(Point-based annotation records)
========================================
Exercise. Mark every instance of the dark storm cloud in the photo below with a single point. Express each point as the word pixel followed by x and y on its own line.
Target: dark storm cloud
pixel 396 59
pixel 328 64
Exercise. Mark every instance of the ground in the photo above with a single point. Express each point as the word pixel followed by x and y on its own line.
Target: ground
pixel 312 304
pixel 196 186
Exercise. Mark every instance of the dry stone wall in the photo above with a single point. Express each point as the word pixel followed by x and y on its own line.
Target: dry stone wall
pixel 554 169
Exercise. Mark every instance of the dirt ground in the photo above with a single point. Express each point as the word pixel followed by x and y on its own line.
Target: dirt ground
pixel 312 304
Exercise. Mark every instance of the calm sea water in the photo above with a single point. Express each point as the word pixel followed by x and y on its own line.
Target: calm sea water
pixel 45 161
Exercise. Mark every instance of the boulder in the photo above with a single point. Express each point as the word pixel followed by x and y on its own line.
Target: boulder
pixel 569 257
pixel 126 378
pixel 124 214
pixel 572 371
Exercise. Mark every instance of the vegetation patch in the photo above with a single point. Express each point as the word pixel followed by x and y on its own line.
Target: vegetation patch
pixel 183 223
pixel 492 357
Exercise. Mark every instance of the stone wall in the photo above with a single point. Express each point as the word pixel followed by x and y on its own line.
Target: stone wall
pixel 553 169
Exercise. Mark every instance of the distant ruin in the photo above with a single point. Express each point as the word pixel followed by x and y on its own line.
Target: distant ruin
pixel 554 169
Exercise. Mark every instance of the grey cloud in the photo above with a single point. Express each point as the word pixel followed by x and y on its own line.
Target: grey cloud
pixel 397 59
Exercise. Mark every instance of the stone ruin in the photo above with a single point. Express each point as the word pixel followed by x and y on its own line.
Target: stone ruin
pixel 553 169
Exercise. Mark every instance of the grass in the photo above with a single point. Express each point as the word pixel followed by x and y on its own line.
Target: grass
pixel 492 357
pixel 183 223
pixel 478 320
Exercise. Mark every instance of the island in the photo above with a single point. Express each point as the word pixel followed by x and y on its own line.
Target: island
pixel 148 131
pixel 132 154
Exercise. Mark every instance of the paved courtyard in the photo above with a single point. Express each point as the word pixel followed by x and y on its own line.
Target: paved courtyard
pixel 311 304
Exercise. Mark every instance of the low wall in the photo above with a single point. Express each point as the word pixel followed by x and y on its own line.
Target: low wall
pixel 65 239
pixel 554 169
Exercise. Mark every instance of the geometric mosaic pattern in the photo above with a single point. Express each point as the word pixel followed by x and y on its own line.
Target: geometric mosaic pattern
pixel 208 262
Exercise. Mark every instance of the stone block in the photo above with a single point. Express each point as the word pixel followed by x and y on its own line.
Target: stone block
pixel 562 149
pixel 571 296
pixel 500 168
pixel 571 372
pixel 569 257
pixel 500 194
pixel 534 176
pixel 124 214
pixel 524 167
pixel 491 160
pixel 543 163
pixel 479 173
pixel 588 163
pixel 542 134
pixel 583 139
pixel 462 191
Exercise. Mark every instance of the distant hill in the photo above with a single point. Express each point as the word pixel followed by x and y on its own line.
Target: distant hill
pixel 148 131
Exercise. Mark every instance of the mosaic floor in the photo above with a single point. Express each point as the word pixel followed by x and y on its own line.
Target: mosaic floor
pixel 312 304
========================================
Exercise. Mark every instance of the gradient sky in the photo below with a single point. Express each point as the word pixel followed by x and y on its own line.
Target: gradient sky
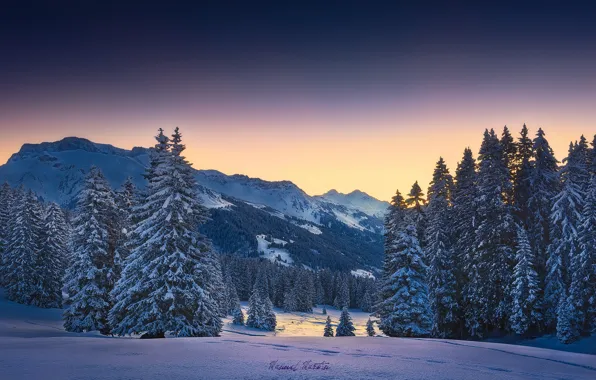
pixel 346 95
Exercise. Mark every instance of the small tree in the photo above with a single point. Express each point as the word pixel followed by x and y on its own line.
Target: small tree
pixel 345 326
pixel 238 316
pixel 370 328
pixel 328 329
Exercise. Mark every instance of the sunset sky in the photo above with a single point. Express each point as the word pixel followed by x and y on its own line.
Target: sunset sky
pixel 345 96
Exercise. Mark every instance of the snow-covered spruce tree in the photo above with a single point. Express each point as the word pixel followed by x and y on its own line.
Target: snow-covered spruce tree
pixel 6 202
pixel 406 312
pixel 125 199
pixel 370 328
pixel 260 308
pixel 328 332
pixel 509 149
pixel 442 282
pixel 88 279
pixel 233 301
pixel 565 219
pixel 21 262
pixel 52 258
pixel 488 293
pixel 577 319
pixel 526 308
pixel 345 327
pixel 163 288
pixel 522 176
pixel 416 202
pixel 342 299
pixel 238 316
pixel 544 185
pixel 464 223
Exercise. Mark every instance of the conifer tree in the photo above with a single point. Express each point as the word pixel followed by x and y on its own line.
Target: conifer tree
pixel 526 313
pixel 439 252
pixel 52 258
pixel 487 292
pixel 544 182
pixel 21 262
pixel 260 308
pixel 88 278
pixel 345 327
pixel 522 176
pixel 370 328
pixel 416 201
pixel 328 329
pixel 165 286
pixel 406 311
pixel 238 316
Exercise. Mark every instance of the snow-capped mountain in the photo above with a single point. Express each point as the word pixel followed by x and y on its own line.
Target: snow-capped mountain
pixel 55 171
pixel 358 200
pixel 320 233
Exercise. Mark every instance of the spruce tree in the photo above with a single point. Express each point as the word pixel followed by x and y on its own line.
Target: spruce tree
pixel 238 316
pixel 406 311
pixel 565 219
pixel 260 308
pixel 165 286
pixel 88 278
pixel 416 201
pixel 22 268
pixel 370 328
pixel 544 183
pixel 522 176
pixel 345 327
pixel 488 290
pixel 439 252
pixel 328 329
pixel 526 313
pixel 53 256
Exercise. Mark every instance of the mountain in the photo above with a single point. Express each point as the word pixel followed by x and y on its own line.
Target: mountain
========================================
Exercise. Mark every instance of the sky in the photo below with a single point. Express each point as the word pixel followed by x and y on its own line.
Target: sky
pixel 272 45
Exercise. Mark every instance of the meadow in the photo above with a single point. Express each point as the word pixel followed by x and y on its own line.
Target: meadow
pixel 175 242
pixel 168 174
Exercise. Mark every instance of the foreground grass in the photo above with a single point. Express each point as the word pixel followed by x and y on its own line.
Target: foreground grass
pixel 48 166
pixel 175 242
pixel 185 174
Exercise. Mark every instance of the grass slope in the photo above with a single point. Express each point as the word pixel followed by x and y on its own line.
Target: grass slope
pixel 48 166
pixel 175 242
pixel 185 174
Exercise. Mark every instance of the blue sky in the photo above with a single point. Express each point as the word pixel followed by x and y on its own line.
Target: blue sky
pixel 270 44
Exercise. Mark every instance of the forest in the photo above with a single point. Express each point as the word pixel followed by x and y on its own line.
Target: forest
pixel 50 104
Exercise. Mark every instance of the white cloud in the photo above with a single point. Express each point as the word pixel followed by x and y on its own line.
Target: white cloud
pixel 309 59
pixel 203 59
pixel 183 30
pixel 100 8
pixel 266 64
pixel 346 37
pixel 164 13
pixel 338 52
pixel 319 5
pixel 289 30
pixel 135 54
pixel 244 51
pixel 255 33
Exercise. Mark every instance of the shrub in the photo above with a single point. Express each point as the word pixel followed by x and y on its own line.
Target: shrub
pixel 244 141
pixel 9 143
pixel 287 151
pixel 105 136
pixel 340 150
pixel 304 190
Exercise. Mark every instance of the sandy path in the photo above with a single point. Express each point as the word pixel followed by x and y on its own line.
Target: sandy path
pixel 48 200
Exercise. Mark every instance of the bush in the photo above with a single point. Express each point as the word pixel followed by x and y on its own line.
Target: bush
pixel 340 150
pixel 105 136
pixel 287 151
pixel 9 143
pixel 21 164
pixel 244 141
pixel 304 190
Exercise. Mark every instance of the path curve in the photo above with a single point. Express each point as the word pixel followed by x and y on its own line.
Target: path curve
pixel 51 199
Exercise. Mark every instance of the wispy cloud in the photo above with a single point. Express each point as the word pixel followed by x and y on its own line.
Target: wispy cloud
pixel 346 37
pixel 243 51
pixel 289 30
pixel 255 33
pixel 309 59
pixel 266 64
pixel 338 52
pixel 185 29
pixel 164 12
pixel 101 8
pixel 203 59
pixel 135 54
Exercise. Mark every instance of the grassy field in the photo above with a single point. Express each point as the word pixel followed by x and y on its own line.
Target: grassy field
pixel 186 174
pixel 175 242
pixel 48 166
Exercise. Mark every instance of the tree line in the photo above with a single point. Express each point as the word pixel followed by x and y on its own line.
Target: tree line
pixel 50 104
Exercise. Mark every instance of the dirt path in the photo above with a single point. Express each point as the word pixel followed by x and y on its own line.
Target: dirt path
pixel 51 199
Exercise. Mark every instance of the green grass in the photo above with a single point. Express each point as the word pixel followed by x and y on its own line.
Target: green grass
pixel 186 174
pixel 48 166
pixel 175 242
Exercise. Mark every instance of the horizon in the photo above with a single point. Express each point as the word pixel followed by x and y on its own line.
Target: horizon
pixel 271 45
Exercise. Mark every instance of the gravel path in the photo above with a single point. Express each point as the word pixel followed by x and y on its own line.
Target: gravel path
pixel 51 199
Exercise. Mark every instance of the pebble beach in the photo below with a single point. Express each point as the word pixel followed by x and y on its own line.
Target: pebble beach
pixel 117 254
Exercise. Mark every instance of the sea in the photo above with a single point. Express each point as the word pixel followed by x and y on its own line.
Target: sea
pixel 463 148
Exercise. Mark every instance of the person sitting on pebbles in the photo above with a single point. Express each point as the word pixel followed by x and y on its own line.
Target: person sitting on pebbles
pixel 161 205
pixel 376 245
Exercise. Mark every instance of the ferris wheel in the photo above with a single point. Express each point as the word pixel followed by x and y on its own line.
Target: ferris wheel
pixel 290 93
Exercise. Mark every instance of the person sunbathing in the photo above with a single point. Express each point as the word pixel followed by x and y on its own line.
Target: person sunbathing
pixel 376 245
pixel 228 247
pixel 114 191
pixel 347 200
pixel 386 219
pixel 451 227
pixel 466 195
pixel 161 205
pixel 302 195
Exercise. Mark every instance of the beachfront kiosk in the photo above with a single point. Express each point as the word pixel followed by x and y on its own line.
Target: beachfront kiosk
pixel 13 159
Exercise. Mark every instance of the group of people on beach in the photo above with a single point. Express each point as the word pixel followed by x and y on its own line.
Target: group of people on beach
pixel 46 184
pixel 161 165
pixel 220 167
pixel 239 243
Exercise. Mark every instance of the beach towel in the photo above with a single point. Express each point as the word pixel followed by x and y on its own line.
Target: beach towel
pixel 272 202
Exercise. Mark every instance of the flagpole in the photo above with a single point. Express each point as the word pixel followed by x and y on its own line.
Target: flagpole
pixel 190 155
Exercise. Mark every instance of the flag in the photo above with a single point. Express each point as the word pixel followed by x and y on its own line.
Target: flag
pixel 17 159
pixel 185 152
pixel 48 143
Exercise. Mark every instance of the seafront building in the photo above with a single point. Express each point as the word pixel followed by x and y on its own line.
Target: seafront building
========================================
- **GIVEN TASK**
Count the lines in the records above that contain the string "paved", treating uppercase and lowercase as different, and give only the number.

- **WRITTEN ANSWER**
2